§ **Stated exercise 1**:
Condense the paragraph beginning "I have 2 CSV file in lookups directory" in the forum thread on querying one CSV file from another into a bulleted list that keeps its main facts.
§ **Stated exercise 2**:
Please copy everything in the CSV forum thread from "Just to clarify, I" down to "else, please clarify.", word for word.

§ **Source passage**:
▼

Getting Data In

How to query a CSV file from another CSV file?

jip31
Motivator

Hi

I have 2 CSV file in lookups directory :
The first CSV is called "host.csv" and has a field called "host" which corresponds to the hostname
The second CSV is called "DCM.csv" and has afield called "Computer Name" which corresponds to the hostname and another field called "Flag"
I need to count host by Flag for hosts which exists in the first CSV and in the second CSV
Could you help me please?

Tags (2)
0 Karma
1 Solution

jeffland
Champion

Just to clarify, I understood this as "There can be hosts which are in only one of the two lookups. I want to count all that appear in the first file by Flag". If you need something else, please clarify.

▲

§ **Extracted material**:
▼

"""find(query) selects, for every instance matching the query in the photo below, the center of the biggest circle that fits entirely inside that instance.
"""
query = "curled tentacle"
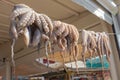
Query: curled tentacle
(44, 24)
(26, 34)
(36, 38)
(24, 19)
(49, 21)
(38, 22)
(32, 19)
(19, 12)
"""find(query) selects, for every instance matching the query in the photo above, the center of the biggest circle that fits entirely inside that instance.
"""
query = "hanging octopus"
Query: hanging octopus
(67, 36)
(95, 43)
(33, 26)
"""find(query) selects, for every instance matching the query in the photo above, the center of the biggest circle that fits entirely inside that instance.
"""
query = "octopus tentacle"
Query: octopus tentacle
(48, 20)
(44, 24)
(24, 19)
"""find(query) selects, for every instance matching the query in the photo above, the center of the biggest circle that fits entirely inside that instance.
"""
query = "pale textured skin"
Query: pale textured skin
(67, 36)
(22, 17)
(95, 43)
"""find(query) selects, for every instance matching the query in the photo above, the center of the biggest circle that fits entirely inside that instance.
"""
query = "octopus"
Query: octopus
(95, 43)
(67, 36)
(32, 25)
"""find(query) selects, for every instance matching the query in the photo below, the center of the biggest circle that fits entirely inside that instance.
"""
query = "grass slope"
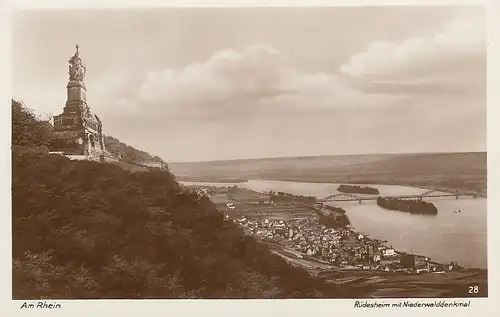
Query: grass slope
(90, 230)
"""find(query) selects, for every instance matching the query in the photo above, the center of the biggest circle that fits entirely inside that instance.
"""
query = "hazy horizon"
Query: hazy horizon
(324, 155)
(231, 83)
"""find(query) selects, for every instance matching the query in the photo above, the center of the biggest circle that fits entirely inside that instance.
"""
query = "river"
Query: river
(445, 237)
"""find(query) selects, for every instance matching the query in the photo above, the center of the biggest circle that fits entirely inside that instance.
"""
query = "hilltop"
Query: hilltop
(87, 230)
(447, 171)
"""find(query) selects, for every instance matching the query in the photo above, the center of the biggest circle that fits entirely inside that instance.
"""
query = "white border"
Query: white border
(480, 307)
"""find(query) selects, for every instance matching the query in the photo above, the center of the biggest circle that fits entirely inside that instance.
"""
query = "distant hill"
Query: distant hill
(446, 171)
(88, 230)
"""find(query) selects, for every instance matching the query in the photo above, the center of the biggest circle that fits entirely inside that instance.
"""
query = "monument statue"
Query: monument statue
(76, 69)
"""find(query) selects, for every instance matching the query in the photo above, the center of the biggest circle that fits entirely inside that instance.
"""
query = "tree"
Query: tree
(27, 128)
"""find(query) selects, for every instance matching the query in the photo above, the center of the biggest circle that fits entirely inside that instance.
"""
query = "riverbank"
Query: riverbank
(464, 172)
(292, 215)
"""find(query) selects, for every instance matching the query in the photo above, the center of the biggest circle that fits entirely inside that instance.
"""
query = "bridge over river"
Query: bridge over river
(427, 194)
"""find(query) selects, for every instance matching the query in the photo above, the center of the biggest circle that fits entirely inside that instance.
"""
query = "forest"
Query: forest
(87, 230)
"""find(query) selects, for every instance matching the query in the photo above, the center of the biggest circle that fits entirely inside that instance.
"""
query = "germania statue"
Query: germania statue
(76, 69)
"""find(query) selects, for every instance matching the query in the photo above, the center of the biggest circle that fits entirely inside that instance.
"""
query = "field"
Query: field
(442, 171)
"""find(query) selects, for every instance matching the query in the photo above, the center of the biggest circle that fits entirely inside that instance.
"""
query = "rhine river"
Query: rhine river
(445, 237)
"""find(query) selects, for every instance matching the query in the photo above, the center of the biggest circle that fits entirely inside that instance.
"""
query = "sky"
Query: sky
(215, 84)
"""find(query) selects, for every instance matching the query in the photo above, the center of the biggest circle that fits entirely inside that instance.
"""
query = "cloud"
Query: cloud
(455, 55)
(254, 73)
(256, 76)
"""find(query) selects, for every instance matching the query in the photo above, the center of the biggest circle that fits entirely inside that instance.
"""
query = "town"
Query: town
(295, 233)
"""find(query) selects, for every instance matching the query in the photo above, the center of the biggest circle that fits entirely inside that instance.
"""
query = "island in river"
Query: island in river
(356, 189)
(413, 206)
(340, 255)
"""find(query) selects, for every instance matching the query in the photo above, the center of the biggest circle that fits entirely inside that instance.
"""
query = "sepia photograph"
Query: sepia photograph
(249, 153)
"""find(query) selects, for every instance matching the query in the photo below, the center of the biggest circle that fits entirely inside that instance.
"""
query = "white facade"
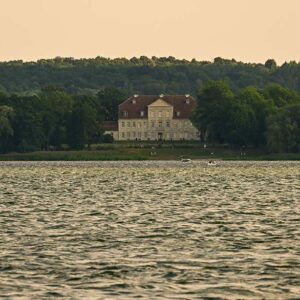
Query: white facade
(159, 125)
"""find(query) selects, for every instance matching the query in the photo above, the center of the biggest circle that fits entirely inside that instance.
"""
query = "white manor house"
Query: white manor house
(149, 117)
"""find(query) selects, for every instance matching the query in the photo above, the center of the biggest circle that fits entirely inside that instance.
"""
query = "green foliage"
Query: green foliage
(83, 126)
(215, 102)
(142, 75)
(271, 64)
(251, 118)
(6, 129)
(284, 129)
(108, 100)
(280, 95)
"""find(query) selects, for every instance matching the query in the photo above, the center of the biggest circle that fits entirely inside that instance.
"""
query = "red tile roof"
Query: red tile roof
(184, 104)
(110, 126)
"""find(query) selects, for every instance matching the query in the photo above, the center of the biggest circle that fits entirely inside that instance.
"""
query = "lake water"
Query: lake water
(107, 230)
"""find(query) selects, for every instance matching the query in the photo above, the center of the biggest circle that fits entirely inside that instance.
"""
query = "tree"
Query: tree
(6, 130)
(57, 107)
(108, 102)
(259, 109)
(215, 101)
(279, 95)
(284, 130)
(83, 126)
(270, 64)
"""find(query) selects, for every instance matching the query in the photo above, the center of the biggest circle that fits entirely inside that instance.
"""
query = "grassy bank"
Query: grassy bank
(149, 151)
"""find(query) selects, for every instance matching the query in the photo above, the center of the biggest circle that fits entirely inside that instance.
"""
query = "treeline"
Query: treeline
(54, 119)
(142, 75)
(250, 117)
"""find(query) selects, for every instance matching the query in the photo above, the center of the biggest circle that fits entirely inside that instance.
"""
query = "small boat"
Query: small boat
(185, 160)
(211, 163)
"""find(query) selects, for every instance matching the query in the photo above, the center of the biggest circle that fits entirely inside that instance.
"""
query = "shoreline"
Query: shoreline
(135, 154)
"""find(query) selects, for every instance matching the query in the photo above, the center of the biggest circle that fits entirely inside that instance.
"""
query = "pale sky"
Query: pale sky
(247, 30)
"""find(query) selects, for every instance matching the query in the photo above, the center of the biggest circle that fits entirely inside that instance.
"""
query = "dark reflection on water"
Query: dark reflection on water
(87, 230)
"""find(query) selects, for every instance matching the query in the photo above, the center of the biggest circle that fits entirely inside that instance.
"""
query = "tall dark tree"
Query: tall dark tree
(270, 64)
(213, 111)
(57, 108)
(109, 99)
(6, 129)
(83, 129)
(284, 130)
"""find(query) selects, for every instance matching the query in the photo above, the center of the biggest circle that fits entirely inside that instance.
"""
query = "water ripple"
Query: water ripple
(88, 230)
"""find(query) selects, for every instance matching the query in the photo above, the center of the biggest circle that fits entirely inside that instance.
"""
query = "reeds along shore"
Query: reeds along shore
(148, 152)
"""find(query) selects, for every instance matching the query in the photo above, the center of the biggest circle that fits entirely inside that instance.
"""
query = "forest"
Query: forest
(62, 103)
(142, 75)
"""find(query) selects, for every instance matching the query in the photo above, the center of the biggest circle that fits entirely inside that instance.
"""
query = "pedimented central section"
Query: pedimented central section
(160, 109)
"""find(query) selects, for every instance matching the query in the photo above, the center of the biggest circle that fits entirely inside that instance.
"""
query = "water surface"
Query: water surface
(106, 230)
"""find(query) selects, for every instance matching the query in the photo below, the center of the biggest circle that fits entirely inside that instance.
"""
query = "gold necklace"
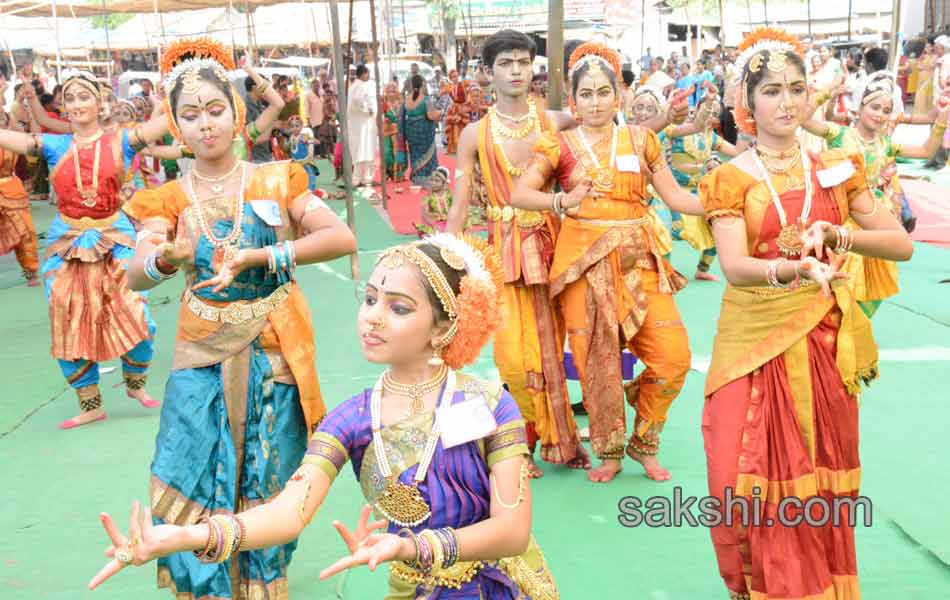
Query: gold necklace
(414, 391)
(501, 130)
(86, 141)
(401, 503)
(216, 182)
(89, 195)
(224, 248)
(789, 240)
(778, 154)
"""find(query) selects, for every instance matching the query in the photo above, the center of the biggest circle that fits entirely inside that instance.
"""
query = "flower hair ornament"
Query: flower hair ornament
(599, 58)
(475, 312)
(183, 60)
(83, 79)
(778, 43)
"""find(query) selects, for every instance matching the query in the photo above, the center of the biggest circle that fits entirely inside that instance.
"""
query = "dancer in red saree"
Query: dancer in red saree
(792, 347)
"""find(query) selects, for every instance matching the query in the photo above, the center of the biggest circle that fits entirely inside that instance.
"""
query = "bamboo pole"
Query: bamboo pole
(555, 49)
(379, 105)
(343, 96)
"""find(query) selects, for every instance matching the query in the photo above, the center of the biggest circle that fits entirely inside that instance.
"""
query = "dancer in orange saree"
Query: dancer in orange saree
(529, 346)
(608, 275)
(780, 418)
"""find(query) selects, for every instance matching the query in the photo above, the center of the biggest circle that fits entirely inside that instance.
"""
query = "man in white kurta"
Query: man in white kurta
(361, 127)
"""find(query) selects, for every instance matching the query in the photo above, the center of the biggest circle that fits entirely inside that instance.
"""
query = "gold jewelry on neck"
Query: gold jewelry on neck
(81, 141)
(416, 392)
(217, 185)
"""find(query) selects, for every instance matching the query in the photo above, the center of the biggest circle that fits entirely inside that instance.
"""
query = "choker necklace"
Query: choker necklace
(86, 141)
(415, 391)
(217, 185)
(789, 239)
(778, 154)
(401, 503)
(224, 248)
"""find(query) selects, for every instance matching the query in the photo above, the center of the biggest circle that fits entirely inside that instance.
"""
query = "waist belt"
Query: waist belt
(89, 223)
(454, 577)
(505, 214)
(237, 312)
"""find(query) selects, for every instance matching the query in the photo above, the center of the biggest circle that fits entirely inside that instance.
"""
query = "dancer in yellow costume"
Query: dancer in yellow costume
(529, 346)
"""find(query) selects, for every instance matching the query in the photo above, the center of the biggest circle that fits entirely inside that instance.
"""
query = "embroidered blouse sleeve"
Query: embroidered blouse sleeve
(159, 204)
(335, 440)
(653, 152)
(510, 439)
(547, 153)
(722, 194)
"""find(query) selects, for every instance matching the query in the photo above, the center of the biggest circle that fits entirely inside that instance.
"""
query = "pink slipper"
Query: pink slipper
(71, 423)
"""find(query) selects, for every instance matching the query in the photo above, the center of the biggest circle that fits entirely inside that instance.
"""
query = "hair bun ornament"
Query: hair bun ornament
(195, 48)
(478, 312)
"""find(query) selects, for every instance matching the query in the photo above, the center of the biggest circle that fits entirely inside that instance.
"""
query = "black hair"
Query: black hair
(753, 79)
(569, 47)
(453, 277)
(505, 40)
(875, 60)
(205, 74)
(584, 68)
(416, 82)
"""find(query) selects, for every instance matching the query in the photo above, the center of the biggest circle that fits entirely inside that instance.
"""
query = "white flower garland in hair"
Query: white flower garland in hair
(187, 65)
(474, 265)
(770, 45)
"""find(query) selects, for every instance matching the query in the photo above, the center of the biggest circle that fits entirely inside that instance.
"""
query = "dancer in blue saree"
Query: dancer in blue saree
(420, 119)
(439, 454)
(243, 396)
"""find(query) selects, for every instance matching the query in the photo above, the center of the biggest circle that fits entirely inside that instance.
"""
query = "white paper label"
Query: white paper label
(466, 421)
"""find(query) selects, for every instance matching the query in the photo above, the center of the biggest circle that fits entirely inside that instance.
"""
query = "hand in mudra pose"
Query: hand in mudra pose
(366, 547)
(144, 543)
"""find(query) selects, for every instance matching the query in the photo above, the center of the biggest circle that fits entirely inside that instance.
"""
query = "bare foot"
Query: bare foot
(651, 465)
(706, 276)
(90, 416)
(581, 461)
(605, 473)
(534, 471)
(143, 397)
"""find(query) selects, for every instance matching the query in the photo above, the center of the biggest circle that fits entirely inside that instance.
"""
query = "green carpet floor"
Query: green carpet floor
(57, 482)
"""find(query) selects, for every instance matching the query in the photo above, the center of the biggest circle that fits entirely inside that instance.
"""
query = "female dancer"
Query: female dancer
(419, 120)
(243, 393)
(394, 146)
(439, 454)
(872, 279)
(780, 418)
(94, 316)
(17, 232)
(608, 274)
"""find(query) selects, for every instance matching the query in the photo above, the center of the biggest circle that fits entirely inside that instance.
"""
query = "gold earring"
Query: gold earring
(436, 360)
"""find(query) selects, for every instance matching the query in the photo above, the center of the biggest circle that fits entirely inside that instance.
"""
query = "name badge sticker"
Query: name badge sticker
(466, 421)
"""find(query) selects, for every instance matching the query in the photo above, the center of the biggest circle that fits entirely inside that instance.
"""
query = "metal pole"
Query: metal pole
(343, 95)
(895, 27)
(59, 54)
(555, 49)
(379, 105)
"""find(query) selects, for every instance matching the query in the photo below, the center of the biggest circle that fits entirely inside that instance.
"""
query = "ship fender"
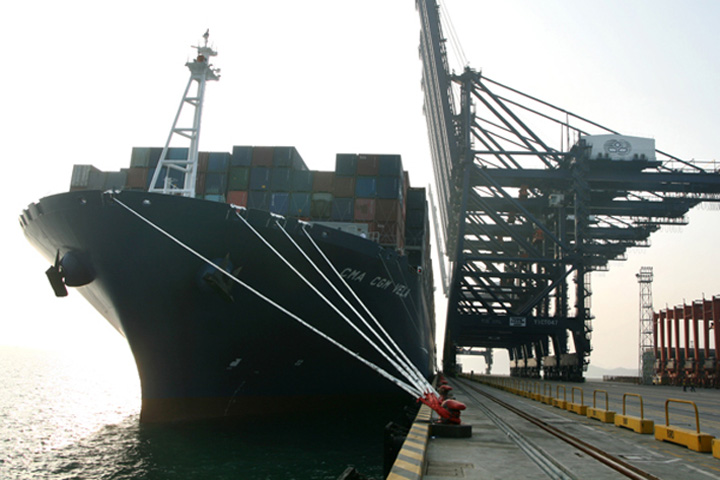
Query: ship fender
(210, 279)
(77, 269)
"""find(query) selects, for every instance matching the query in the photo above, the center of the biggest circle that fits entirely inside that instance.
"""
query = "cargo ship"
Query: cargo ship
(245, 283)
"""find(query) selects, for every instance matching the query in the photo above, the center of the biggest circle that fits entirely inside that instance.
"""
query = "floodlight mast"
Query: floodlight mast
(183, 167)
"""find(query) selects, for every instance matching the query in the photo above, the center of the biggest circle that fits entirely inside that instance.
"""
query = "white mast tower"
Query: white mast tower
(200, 71)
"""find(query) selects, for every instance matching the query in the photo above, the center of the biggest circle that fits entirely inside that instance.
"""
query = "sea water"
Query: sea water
(75, 415)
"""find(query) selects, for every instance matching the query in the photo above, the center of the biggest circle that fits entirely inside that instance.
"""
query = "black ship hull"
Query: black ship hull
(206, 346)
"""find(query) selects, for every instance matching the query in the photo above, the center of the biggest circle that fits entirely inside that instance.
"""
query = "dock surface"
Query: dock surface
(504, 445)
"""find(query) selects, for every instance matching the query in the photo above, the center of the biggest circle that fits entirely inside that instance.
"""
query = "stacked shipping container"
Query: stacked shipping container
(368, 191)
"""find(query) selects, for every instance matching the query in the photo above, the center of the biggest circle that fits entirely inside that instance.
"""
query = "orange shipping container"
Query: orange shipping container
(364, 209)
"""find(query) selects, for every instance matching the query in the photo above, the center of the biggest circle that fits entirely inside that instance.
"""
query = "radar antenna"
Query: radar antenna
(176, 173)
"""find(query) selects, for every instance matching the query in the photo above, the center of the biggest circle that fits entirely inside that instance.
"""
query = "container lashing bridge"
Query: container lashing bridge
(532, 199)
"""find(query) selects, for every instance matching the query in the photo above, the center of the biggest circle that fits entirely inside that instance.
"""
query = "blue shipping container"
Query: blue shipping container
(366, 187)
(388, 187)
(302, 180)
(259, 178)
(299, 204)
(343, 210)
(215, 183)
(259, 200)
(390, 165)
(279, 203)
(345, 164)
(242, 156)
(218, 162)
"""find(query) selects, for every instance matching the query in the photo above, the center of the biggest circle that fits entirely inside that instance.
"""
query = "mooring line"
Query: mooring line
(404, 363)
(427, 386)
(403, 385)
(328, 302)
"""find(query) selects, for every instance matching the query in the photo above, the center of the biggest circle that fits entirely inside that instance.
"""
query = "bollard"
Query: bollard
(694, 440)
(605, 416)
(557, 403)
(636, 424)
(579, 408)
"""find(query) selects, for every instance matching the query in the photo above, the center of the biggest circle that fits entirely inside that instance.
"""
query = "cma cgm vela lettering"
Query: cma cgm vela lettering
(244, 282)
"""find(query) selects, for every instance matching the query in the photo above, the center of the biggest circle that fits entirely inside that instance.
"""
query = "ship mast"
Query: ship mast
(200, 71)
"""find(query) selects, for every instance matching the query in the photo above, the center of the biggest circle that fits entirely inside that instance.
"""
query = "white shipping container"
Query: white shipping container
(620, 147)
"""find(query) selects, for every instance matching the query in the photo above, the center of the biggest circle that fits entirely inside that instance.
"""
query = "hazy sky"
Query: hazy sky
(84, 82)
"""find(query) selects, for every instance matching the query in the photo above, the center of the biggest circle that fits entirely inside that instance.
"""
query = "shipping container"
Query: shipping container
(281, 179)
(344, 187)
(260, 178)
(215, 198)
(288, 157)
(321, 205)
(218, 162)
(203, 158)
(414, 237)
(416, 199)
(364, 209)
(80, 176)
(323, 182)
(177, 153)
(366, 187)
(415, 218)
(238, 197)
(177, 177)
(215, 183)
(367, 165)
(299, 204)
(241, 157)
(140, 157)
(145, 156)
(389, 210)
(302, 180)
(262, 156)
(239, 178)
(259, 200)
(137, 178)
(390, 233)
(200, 184)
(343, 210)
(389, 187)
(279, 203)
(346, 164)
(96, 179)
(390, 165)
(115, 180)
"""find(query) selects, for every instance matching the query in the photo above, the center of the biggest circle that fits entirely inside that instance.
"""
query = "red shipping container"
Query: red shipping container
(364, 209)
(263, 156)
(344, 187)
(237, 197)
(323, 182)
(367, 165)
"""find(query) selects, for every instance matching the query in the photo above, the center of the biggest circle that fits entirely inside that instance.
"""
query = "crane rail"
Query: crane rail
(549, 465)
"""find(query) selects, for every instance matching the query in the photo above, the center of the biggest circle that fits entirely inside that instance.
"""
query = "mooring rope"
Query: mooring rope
(331, 304)
(403, 385)
(427, 386)
(403, 361)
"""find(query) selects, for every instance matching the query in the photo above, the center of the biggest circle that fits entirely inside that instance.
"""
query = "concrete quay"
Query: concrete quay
(505, 446)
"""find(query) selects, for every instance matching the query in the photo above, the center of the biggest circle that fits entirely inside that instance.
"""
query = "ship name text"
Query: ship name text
(382, 283)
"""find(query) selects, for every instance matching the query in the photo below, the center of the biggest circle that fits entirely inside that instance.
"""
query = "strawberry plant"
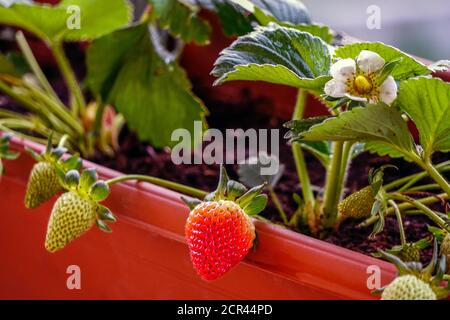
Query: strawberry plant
(370, 88)
(5, 153)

▲

§ **Written response 1**:
- Two CSV files are in the lookups directory.
- "host.csv" has a "host" field holding the hostname.
- "DCM.csv" has a "Computer Name" field holding the hostname and a "Flag" field.
- The goal is to count hosts by Flag for hosts that exist in both files.
- The poster asks for help.

§ **Written response 2**:
Just to clarify, I understood this as "There can be hosts which are in only one of the two lookups. I want to count all that appear in the first file by Flag". If you need something else, please clarify.